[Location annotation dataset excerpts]
-- -- --
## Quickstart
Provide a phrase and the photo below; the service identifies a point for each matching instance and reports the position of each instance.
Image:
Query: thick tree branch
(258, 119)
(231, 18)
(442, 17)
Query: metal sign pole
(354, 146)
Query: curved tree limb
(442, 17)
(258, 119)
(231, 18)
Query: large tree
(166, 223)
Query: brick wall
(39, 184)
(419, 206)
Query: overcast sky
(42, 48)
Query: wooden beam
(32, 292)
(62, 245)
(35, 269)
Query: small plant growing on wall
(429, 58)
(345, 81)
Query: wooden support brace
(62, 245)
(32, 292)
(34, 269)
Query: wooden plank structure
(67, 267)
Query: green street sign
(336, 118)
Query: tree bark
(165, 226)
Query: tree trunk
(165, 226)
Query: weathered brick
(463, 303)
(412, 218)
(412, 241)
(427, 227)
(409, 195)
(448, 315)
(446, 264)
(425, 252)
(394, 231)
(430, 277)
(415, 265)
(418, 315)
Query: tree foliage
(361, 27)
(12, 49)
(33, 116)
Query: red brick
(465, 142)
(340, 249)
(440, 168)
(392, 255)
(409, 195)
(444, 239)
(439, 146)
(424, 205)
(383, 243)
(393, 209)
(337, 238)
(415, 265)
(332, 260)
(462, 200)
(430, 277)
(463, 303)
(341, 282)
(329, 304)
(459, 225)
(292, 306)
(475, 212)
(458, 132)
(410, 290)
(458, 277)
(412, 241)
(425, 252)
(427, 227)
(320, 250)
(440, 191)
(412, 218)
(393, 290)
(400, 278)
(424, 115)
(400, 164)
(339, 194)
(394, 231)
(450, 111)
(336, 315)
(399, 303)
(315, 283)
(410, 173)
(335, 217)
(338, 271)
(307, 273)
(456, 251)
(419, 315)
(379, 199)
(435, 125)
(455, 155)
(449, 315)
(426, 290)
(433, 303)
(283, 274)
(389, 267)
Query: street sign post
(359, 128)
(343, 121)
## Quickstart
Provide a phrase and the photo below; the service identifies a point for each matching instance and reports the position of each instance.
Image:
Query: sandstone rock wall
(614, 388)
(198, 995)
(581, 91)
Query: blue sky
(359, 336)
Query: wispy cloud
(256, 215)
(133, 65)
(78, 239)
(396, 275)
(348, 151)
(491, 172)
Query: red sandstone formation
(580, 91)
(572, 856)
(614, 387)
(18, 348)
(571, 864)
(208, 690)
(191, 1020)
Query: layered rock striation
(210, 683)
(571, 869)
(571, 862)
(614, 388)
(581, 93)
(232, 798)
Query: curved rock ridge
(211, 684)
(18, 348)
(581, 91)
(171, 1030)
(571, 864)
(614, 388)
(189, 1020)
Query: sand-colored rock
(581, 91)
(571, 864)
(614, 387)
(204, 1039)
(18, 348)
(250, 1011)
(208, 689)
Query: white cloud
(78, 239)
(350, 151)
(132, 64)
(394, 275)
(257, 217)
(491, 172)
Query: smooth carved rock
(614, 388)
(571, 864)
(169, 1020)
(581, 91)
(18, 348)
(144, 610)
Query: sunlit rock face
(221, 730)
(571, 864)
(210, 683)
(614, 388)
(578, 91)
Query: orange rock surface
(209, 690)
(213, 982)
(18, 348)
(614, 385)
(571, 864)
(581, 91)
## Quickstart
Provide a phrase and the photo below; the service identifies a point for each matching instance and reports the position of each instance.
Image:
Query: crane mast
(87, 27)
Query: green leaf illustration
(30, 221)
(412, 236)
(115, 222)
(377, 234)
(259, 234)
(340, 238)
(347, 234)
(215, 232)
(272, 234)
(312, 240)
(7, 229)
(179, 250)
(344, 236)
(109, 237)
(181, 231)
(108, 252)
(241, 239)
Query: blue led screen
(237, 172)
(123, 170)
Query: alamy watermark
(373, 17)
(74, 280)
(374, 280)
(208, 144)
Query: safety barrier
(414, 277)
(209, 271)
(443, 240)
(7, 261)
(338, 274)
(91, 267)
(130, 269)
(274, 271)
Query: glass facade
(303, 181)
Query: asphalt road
-- -- --
Description of the task:
Reproduce all of the data exactly as given.

Correct answer:
## Quickstart
Provide a phrase and the photo below; the service identifies a point for each matching instance and reports the position of each instance.
Image:
Query: thick tree branch
(258, 119)
(231, 18)
(442, 17)
Query: metal sign pole
(354, 146)
Query: curved tree limb
(442, 17)
(258, 119)
(231, 18)
Query: large tree
(166, 223)
Query: brick wall
(39, 184)
(419, 206)
Query: overcast sky
(42, 48)
Query: wooden beam
(32, 292)
(62, 245)
(35, 269)
Query: small plant growing on wall
(429, 58)
(345, 81)
Query: wooden support brace
(62, 245)
(32, 292)
(34, 269)
Query: wooden plank structure
(67, 267)
Query: green street sign
(336, 118)
Query: tree bark
(165, 226)
Query: tree trunk
(165, 226)
Query: weathered brick
(463, 303)
(412, 218)
(412, 241)
(427, 227)
(409, 195)
(448, 315)
(446, 264)
(425, 252)
(394, 231)
(430, 277)
(415, 265)
(418, 315)
Query: tree foliage
(361, 27)
(12, 49)
(33, 116)
Query: red brick
(465, 142)
(340, 249)
(440, 168)
(392, 255)
(409, 195)
(444, 239)
(439, 146)
(424, 205)
(383, 243)
(393, 209)
(337, 238)
(415, 265)
(332, 260)
(462, 200)
(430, 277)
(463, 303)
(341, 282)
(329, 304)
(459, 225)
(292, 306)
(475, 212)
(458, 132)
(410, 290)
(458, 277)
(412, 241)
(425, 252)
(427, 227)
(320, 250)
(440, 191)
(412, 218)
(393, 290)
(400, 278)
(424, 115)
(400, 164)
(339, 194)
(394, 231)
(450, 111)
(336, 315)
(399, 303)
(315, 283)
(410, 173)
(335, 217)
(338, 271)
(307, 273)
(456, 251)
(419, 315)
(379, 199)
(435, 125)
(455, 155)
(449, 315)
(426, 290)
(433, 303)
(283, 274)
(389, 267)
Query: street sign post
(359, 128)
(343, 121)
## Quickstart
Provide a phrase and the photo below; the service identifies a point for each matching instance and reports the position of each instance.
Image:
Query: sandstone rock wall
(614, 388)
(198, 995)
(581, 91)
Query: blue sky
(359, 336)
Query: wispy cloud
(256, 215)
(133, 65)
(78, 239)
(396, 275)
(348, 151)
(491, 172)
Query: red sandstone formation
(580, 91)
(572, 856)
(614, 387)
(18, 348)
(571, 864)
(208, 690)
(191, 1020)
Query: layered rock striation
(210, 683)
(571, 869)
(571, 862)
(614, 388)
(581, 93)
(232, 798)
Query: curved rock ridge
(211, 684)
(18, 348)
(581, 91)
(171, 1030)
(571, 864)
(614, 388)
(189, 1020)
Query: sand-colored rock
(581, 91)
(571, 864)
(614, 387)
(204, 1039)
(18, 348)
(250, 1011)
(208, 689)
Query: white cloud
(78, 239)
(350, 151)
(132, 64)
(394, 275)
(257, 217)
(491, 172)
Query: smooth carved rock
(614, 388)
(571, 864)
(169, 1020)
(581, 91)
(18, 348)
(144, 610)
Query: sunlit rock face
(221, 730)
(571, 864)
(210, 683)
(614, 388)
(578, 91)
Query: orange rock surface
(209, 690)
(213, 982)
(18, 348)
(614, 385)
(571, 864)
(581, 91)
## Quickstart
Provide a phrase and the photo below; the service identifies a point for each matching instance and reports the position of each instance.
Image:
Query: crane mast
(87, 27)
Query: green leaf illustration
(30, 221)
(412, 236)
(115, 222)
(377, 234)
(259, 234)
(340, 238)
(347, 234)
(215, 232)
(272, 234)
(312, 240)
(7, 229)
(179, 250)
(344, 236)
(109, 237)
(181, 231)
(108, 252)
(241, 239)
Query: blue led screen
(237, 172)
(123, 170)
Query: alamy watermark
(373, 17)
(74, 280)
(374, 280)
(208, 144)
Query: safety barrier
(414, 277)
(209, 271)
(443, 240)
(7, 261)
(338, 274)
(91, 267)
(130, 269)
(274, 271)
Query: glass facade
(303, 181)
Query: asphalt road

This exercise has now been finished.